— GOAL OF THE EXERCISE —
Every entry below must be repeated exactly; skip the pictures.

— INFORMATION SUPPLIED —

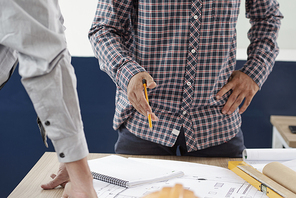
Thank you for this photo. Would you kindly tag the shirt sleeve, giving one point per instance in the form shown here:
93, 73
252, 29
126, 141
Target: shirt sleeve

— EXPECTED ANSWER —
Thank you for this photo. Would you kindly tag the shirt sleeve, giving one point per instance in the form shown here:
93, 73
252, 29
126, 141
Target: shirt sleeve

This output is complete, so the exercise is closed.